» DIRECTION
Substitute "ID card" for every "badge" in the rows between the line holding "Can you find the glass" and the line holding "(1053, 406)", inclusive, and give those lines again with nothing else changed.

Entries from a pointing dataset
==========
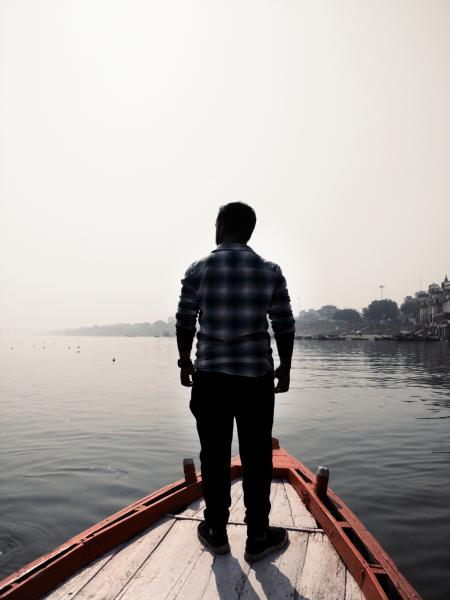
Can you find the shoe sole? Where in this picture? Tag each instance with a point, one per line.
(225, 549)
(256, 557)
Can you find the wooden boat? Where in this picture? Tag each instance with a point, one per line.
(150, 550)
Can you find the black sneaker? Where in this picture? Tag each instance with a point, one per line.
(258, 547)
(215, 540)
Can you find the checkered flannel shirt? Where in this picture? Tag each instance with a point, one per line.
(231, 291)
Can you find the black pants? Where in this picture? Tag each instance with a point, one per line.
(216, 400)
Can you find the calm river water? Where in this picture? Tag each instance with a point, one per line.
(82, 436)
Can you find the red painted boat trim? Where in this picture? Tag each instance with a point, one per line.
(370, 565)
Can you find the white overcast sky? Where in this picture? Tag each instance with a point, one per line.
(126, 124)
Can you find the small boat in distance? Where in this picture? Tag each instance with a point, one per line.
(149, 549)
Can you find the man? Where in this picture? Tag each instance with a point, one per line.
(232, 290)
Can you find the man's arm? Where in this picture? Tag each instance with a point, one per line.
(186, 318)
(283, 325)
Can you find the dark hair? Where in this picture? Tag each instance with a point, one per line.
(237, 219)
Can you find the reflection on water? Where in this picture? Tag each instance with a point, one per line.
(83, 436)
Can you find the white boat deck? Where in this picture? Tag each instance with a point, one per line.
(167, 561)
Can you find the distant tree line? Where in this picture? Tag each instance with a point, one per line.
(378, 312)
(157, 329)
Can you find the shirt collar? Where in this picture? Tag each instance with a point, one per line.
(232, 246)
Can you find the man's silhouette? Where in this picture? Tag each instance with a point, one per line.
(231, 291)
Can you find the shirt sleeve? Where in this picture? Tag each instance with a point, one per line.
(187, 310)
(280, 311)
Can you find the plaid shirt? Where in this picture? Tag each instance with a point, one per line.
(232, 290)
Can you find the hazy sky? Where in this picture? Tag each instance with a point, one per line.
(126, 124)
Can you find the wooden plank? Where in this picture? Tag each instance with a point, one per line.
(171, 560)
(300, 514)
(215, 577)
(352, 589)
(276, 576)
(281, 514)
(323, 574)
(237, 512)
(116, 573)
(196, 508)
(72, 586)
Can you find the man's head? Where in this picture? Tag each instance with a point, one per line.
(235, 223)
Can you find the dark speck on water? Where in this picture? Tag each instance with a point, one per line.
(376, 413)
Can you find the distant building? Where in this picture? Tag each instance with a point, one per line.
(308, 315)
(327, 312)
(434, 305)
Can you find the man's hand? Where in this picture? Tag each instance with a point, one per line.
(186, 374)
(283, 376)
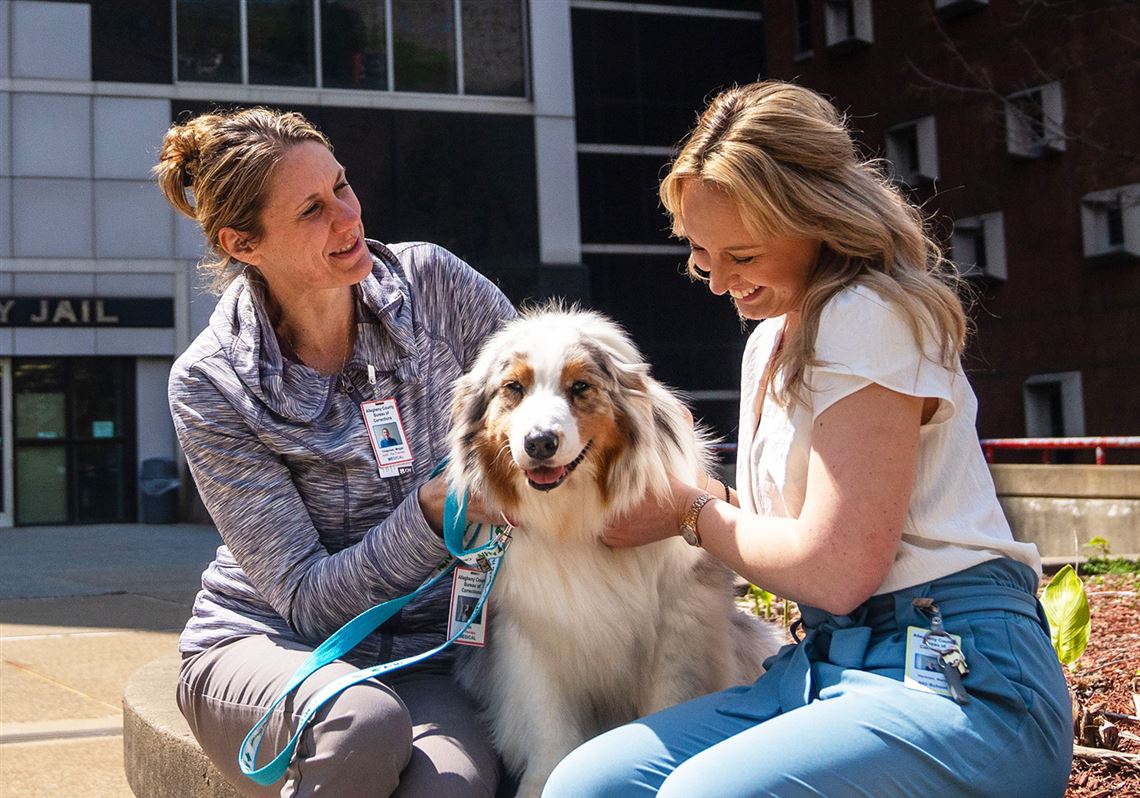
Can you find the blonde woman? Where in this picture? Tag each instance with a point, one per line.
(923, 664)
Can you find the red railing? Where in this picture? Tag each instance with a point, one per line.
(1048, 445)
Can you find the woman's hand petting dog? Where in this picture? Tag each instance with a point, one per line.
(432, 495)
(657, 518)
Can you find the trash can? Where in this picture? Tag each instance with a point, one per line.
(159, 485)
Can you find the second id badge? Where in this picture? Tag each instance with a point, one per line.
(389, 440)
(466, 589)
(922, 652)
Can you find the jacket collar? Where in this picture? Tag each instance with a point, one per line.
(385, 339)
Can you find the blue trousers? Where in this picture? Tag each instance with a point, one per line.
(832, 717)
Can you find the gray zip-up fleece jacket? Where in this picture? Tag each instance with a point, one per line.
(283, 462)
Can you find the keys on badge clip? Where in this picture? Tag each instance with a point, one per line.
(951, 661)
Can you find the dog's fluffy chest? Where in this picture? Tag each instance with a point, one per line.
(584, 596)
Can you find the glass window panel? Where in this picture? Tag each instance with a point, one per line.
(40, 400)
(209, 47)
(3, 430)
(352, 45)
(41, 485)
(130, 41)
(493, 48)
(424, 46)
(281, 42)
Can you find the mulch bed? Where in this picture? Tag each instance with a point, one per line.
(1106, 680)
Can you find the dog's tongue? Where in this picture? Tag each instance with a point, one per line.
(546, 475)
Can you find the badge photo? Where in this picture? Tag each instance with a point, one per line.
(385, 431)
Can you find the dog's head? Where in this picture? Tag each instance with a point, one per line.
(559, 402)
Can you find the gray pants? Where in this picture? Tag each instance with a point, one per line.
(414, 737)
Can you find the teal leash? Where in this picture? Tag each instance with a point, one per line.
(486, 558)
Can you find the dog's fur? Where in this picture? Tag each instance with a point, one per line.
(584, 637)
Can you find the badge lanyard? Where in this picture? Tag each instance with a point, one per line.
(486, 558)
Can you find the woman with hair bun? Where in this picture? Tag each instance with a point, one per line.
(314, 322)
(922, 664)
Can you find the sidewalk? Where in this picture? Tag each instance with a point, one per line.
(81, 608)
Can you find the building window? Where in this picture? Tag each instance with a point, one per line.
(465, 47)
(209, 41)
(952, 8)
(74, 448)
(1110, 221)
(281, 42)
(353, 45)
(979, 246)
(1035, 122)
(847, 24)
(423, 46)
(803, 29)
(912, 149)
(1053, 406)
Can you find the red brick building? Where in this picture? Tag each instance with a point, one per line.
(1017, 124)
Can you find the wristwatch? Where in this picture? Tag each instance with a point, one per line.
(689, 522)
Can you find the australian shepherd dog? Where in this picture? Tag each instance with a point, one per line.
(560, 425)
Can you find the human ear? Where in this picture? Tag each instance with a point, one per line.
(238, 245)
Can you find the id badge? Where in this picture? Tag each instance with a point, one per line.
(389, 440)
(922, 672)
(466, 588)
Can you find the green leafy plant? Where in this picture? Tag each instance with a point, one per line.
(1067, 609)
(1100, 544)
(1104, 562)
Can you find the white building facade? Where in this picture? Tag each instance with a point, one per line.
(457, 121)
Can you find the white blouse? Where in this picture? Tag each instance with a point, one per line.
(953, 520)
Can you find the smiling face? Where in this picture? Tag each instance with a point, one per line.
(765, 276)
(312, 237)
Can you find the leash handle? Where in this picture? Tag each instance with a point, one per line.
(487, 558)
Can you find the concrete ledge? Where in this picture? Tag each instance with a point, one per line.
(1060, 507)
(1067, 481)
(160, 755)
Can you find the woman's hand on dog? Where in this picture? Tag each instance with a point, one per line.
(654, 519)
(433, 493)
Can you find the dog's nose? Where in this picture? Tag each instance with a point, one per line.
(540, 444)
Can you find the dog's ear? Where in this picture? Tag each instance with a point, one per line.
(469, 407)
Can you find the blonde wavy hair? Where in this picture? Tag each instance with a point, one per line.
(784, 155)
(216, 169)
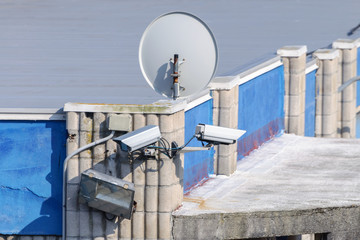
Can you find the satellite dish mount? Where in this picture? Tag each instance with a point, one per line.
(176, 74)
(195, 42)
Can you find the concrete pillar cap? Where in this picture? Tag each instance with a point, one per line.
(326, 54)
(292, 51)
(345, 43)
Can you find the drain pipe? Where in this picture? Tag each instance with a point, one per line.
(97, 142)
(347, 83)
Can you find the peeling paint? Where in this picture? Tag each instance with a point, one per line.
(31, 176)
(261, 110)
(23, 189)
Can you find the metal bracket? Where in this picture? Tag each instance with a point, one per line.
(193, 149)
(347, 83)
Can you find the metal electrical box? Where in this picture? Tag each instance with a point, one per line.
(107, 193)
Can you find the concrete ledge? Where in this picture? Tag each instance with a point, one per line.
(227, 82)
(326, 54)
(292, 51)
(290, 186)
(345, 43)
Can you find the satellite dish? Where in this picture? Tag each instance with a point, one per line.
(178, 55)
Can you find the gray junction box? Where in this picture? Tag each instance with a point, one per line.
(106, 193)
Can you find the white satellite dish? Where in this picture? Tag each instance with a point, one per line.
(178, 55)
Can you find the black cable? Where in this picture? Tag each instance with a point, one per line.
(353, 30)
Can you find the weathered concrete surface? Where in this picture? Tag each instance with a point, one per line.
(291, 185)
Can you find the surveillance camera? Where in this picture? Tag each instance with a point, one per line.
(216, 135)
(139, 138)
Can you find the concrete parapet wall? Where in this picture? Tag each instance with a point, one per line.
(158, 183)
(15, 237)
(225, 114)
(339, 222)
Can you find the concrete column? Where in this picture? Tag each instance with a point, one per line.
(158, 182)
(347, 98)
(294, 60)
(326, 93)
(225, 114)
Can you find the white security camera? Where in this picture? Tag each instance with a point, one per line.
(139, 138)
(216, 135)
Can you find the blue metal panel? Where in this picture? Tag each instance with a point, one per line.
(31, 158)
(261, 110)
(358, 83)
(310, 104)
(197, 165)
(358, 125)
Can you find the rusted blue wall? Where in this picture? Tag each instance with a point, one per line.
(261, 110)
(197, 165)
(31, 157)
(310, 104)
(358, 83)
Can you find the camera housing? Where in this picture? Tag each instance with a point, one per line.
(139, 138)
(217, 135)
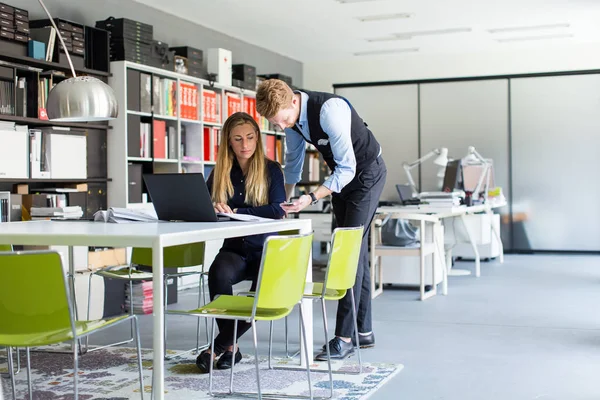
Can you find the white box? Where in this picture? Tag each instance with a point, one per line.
(14, 154)
(219, 62)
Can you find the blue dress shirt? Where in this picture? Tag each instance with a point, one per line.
(336, 120)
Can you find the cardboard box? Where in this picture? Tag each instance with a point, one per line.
(107, 258)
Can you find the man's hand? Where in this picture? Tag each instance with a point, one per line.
(297, 205)
(224, 208)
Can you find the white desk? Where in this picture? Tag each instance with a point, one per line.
(450, 212)
(156, 236)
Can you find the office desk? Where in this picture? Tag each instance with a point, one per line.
(451, 212)
(150, 235)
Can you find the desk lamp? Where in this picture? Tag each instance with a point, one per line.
(441, 160)
(473, 157)
(80, 98)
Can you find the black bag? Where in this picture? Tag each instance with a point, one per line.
(398, 232)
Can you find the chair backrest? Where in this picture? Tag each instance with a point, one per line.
(282, 274)
(343, 259)
(33, 294)
(185, 255)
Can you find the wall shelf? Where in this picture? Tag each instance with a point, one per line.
(41, 122)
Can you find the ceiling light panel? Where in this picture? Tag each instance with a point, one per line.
(432, 32)
(353, 1)
(388, 51)
(528, 28)
(528, 38)
(384, 17)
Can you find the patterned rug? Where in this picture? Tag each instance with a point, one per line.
(111, 374)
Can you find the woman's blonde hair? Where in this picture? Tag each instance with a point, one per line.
(273, 95)
(256, 182)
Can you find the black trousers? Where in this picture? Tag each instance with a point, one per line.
(355, 205)
(228, 268)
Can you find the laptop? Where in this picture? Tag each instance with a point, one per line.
(406, 197)
(181, 197)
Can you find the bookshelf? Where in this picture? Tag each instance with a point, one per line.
(22, 76)
(183, 112)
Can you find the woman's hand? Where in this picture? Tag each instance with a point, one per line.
(224, 208)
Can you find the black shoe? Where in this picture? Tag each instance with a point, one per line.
(366, 341)
(203, 361)
(225, 360)
(338, 349)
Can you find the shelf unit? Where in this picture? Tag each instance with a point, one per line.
(25, 103)
(188, 130)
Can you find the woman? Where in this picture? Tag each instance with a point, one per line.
(244, 181)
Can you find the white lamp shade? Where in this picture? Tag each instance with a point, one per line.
(442, 159)
(82, 99)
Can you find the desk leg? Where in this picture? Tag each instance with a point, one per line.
(158, 319)
(438, 239)
(307, 310)
(473, 245)
(496, 231)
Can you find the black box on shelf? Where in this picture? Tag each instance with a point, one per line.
(285, 78)
(188, 52)
(237, 83)
(6, 8)
(243, 72)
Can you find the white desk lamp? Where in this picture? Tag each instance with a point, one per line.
(441, 160)
(80, 98)
(473, 157)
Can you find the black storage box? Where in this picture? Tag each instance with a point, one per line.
(188, 52)
(285, 78)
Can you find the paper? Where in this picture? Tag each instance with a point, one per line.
(125, 215)
(243, 217)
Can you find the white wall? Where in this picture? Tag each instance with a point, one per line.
(322, 75)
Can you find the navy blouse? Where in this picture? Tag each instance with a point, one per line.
(271, 210)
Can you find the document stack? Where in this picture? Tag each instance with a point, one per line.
(66, 212)
(125, 215)
(142, 298)
(441, 199)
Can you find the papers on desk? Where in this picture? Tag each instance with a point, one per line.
(125, 215)
(243, 217)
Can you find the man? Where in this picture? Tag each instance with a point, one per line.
(331, 124)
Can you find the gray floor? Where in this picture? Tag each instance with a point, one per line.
(527, 329)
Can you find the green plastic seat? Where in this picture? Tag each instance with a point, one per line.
(182, 257)
(38, 312)
(340, 276)
(280, 285)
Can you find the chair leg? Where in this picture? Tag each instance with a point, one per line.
(256, 359)
(11, 372)
(212, 347)
(75, 369)
(326, 332)
(271, 341)
(287, 352)
(356, 331)
(29, 385)
(138, 346)
(166, 279)
(18, 360)
(233, 355)
(306, 352)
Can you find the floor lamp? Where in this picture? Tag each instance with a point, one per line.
(441, 160)
(80, 98)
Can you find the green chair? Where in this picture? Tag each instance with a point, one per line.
(280, 284)
(39, 312)
(182, 256)
(340, 276)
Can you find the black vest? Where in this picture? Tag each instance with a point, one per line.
(366, 147)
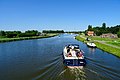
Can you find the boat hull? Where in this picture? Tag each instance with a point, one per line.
(74, 62)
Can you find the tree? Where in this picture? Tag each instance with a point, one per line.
(118, 34)
(2, 33)
(90, 28)
(104, 26)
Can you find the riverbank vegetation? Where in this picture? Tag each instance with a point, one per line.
(99, 30)
(7, 36)
(103, 43)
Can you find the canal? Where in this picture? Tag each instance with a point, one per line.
(41, 59)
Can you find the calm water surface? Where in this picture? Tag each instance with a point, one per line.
(41, 59)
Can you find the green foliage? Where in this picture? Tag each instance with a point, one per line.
(101, 30)
(90, 28)
(52, 31)
(118, 34)
(114, 51)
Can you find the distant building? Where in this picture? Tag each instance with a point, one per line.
(90, 33)
(109, 35)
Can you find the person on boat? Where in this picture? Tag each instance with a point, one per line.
(79, 54)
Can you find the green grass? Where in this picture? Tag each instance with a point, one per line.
(80, 38)
(102, 39)
(110, 49)
(114, 43)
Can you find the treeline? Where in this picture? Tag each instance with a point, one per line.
(14, 34)
(99, 30)
(52, 31)
(76, 32)
(28, 33)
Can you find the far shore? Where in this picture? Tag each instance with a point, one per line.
(102, 43)
(2, 40)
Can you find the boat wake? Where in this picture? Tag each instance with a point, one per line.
(72, 74)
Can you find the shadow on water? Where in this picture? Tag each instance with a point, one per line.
(72, 74)
(41, 59)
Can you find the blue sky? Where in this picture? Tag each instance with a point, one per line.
(67, 15)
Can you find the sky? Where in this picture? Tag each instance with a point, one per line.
(68, 15)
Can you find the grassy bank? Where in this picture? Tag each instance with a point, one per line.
(26, 38)
(107, 48)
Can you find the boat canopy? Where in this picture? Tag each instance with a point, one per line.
(76, 46)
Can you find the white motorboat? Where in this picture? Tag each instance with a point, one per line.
(73, 56)
(91, 44)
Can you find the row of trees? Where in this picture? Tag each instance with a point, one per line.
(104, 29)
(29, 33)
(52, 31)
(13, 34)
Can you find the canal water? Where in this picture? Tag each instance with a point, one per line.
(41, 59)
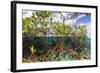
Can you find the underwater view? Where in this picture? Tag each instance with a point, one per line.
(49, 36)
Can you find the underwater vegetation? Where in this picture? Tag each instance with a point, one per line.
(47, 40)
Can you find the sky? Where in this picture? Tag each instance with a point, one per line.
(82, 19)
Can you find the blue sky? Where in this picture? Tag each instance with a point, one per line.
(82, 19)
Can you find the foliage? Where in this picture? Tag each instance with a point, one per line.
(40, 30)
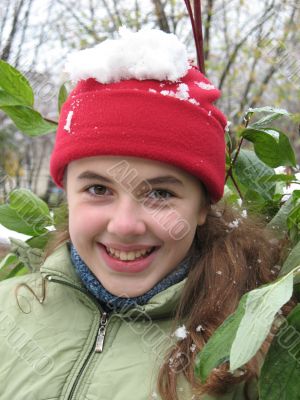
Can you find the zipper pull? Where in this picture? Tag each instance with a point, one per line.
(101, 333)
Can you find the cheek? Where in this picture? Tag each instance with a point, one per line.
(85, 221)
(173, 225)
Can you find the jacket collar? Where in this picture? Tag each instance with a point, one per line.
(59, 265)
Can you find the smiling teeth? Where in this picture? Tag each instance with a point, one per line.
(127, 256)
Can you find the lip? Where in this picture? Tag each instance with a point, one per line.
(124, 247)
(127, 266)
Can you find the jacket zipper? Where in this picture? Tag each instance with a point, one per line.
(101, 333)
(99, 342)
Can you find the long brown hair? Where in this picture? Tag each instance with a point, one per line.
(230, 256)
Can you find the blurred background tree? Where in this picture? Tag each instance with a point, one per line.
(250, 49)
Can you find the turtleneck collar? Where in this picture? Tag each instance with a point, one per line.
(109, 301)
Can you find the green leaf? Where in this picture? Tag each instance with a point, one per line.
(7, 100)
(242, 333)
(11, 220)
(260, 309)
(271, 146)
(31, 258)
(279, 178)
(8, 260)
(217, 349)
(279, 377)
(39, 242)
(15, 84)
(273, 114)
(62, 96)
(29, 121)
(31, 209)
(19, 270)
(250, 170)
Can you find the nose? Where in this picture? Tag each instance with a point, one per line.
(126, 219)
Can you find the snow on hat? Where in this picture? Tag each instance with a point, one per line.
(139, 96)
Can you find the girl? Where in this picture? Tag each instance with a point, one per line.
(149, 267)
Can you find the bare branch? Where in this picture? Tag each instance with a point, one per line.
(11, 36)
(161, 16)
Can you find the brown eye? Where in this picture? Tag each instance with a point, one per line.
(97, 190)
(161, 194)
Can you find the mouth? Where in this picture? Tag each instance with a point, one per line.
(129, 261)
(127, 256)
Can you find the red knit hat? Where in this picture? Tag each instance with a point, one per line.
(172, 122)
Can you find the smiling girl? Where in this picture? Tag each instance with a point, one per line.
(149, 265)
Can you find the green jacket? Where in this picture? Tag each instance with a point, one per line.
(48, 350)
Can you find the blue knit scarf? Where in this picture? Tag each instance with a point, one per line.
(108, 300)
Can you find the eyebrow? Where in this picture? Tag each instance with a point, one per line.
(89, 175)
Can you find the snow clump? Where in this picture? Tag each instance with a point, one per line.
(146, 54)
(181, 332)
==========
» TASK RESULT
Can you find the glass window panel? Where in this picture? Tag each instance with a point, one per line.
(40, 400)
(209, 47)
(3, 430)
(352, 45)
(41, 485)
(130, 41)
(493, 48)
(424, 46)
(281, 42)
Can you find the mulch bed? Where in this picture? Tag each instance with a point, one per line.
(1106, 680)
Can you find the dog's tongue? Where in this picture? Tag each instance with a point, one per line.
(546, 475)
Can you find the ID card photo? Where in this picture? Tag each instance with a point, one per line.
(385, 431)
Can you find the dog's head? Where in this picture? Tag each instance with a point, one per line.
(559, 402)
Can you find the gray pants? Where in this picture? Tag each instance with a point, one per line.
(414, 737)
Can you find the teal leash? Where in this picture? Tag each instance with a point, one per line.
(486, 558)
Can you find the dog's fur? Where in this picture? Tag each instance with a point, one per line.
(584, 637)
Can you find the ID card lanyard? Where in this picture? Tag each instance with a point, one per line.
(486, 558)
Can you find the woman with hair bun? Where in this picture? Tag each instance with a point, one per line.
(314, 322)
(922, 664)
Can you find the sidewalk? Where in this picture? Tag each instance with a point, one per line.
(81, 608)
Can you find the building window? Where in this picture? Tag each instance with a point, one per line.
(465, 47)
(209, 41)
(952, 8)
(74, 448)
(1110, 221)
(281, 42)
(353, 45)
(979, 246)
(1035, 122)
(847, 24)
(423, 46)
(803, 29)
(912, 149)
(1053, 406)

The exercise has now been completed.